### PROMPT:
Select each line in the entries below that contains the string "blue", and copy those lines out.

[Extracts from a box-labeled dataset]

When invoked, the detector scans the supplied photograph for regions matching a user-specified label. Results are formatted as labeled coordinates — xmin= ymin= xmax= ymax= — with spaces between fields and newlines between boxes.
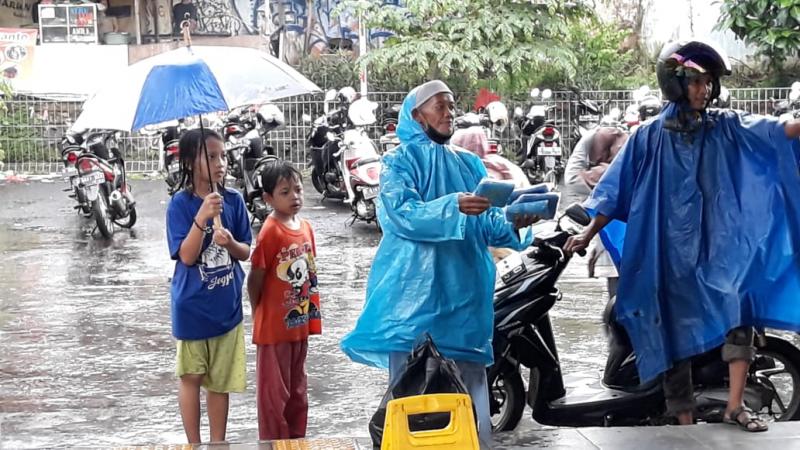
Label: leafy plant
xmin=716 ymin=0 xmax=800 ymax=70
xmin=338 ymin=0 xmax=653 ymax=94
xmin=339 ymin=0 xmax=590 ymax=95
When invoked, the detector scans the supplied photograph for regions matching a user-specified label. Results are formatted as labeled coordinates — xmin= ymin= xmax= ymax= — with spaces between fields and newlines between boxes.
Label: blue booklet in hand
xmin=474 ymin=178 xmax=560 ymax=222
xmin=474 ymin=178 xmax=514 ymax=207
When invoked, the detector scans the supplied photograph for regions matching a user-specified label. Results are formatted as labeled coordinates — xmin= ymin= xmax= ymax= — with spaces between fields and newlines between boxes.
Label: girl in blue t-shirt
xmin=162 ymin=129 xmax=252 ymax=443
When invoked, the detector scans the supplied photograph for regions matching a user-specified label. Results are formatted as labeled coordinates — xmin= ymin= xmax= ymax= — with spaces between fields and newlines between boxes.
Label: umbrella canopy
xmin=74 ymin=46 xmax=320 ymax=131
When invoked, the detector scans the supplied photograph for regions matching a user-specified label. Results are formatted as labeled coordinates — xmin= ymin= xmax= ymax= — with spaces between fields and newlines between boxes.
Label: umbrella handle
xmin=180 ymin=13 xmax=192 ymax=47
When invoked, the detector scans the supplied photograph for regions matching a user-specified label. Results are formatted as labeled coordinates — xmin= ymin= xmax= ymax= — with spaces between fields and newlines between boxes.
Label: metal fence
xmin=0 ymin=88 xmax=789 ymax=174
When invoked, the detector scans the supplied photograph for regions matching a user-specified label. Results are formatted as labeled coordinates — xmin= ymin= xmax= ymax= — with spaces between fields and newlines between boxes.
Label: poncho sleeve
xmin=378 ymin=153 xmax=467 ymax=242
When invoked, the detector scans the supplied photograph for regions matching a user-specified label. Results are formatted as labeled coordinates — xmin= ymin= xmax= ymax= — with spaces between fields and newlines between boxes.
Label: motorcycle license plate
xmin=361 ymin=186 xmax=381 ymax=200
xmin=81 ymin=172 xmax=106 ymax=186
xmin=536 ymin=147 xmax=561 ymax=156
xmin=497 ymin=252 xmax=527 ymax=284
xmin=61 ymin=167 xmax=78 ymax=183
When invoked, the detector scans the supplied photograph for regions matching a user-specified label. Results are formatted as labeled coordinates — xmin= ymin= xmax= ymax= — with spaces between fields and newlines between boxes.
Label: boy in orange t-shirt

### CORRECT RESPONSE:
Label: blue booklet in hand
Label: girl in blue t-shirt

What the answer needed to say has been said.